▶ [Task requirements]:
Each line from the one that includes "Can you find the masked" to the last line of the data below should be set down exactly; no other lines are wanted.

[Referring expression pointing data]

=== Section Start ===

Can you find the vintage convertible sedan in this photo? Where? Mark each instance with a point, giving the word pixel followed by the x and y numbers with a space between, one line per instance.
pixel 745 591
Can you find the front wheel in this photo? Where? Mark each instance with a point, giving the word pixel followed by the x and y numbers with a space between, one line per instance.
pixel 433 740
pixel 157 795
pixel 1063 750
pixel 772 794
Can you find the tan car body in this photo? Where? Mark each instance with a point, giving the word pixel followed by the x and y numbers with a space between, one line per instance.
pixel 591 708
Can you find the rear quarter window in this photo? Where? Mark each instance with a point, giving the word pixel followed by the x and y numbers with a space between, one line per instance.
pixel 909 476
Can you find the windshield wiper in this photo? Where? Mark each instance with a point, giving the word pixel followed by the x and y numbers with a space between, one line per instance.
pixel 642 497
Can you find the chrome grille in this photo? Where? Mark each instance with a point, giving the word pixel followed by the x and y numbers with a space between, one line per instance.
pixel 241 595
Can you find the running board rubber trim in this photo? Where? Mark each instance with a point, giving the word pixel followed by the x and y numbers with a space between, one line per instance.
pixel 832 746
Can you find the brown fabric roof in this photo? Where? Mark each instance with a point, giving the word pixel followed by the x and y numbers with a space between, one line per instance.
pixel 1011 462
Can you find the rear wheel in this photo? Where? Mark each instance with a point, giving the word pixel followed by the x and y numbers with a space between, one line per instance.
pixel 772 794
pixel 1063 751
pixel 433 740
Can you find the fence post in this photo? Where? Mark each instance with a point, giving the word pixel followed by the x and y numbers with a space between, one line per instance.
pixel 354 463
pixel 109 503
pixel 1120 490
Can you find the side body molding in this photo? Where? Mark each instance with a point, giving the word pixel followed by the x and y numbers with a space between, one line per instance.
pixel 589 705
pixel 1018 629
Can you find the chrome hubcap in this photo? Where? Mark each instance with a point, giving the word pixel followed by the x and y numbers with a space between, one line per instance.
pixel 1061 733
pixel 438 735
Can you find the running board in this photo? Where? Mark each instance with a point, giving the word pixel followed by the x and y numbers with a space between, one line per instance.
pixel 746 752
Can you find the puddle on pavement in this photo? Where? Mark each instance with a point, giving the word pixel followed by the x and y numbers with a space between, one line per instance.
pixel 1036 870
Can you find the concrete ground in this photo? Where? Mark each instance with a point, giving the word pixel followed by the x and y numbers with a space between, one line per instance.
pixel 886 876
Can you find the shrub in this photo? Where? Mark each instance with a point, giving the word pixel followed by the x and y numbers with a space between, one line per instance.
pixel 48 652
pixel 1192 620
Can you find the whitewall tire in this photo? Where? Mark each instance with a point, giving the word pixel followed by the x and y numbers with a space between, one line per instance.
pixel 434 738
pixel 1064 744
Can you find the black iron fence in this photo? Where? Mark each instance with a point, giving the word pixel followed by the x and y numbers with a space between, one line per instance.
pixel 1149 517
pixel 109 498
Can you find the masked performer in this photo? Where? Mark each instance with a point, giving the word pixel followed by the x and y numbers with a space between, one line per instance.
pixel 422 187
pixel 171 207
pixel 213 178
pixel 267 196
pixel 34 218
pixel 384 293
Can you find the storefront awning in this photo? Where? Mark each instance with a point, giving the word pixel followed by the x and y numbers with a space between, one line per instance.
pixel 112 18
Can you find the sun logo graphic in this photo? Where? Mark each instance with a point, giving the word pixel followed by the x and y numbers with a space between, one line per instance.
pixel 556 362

=== Section End ===

▶ [Result below]:
Can you find the masked performer in this photo? Where? Mark each instance with a point, giving the word pixel followed by the x and y numbers with a space between, one line per instance.
pixel 422 187
pixel 171 207
pixel 213 178
pixel 267 196
pixel 34 218
pixel 384 293
Can you find the storefront awning in this photo? Where? Mark each instance with a point, giving the word pixel followed by the x and y numbers with a space between, one line per instance.
pixel 112 18
Can you find the sun logo graphic in this photo? Where? Mark each instance with a point, giving the word pixel followed by the x and y numbers with a space between, one line per instance.
pixel 556 362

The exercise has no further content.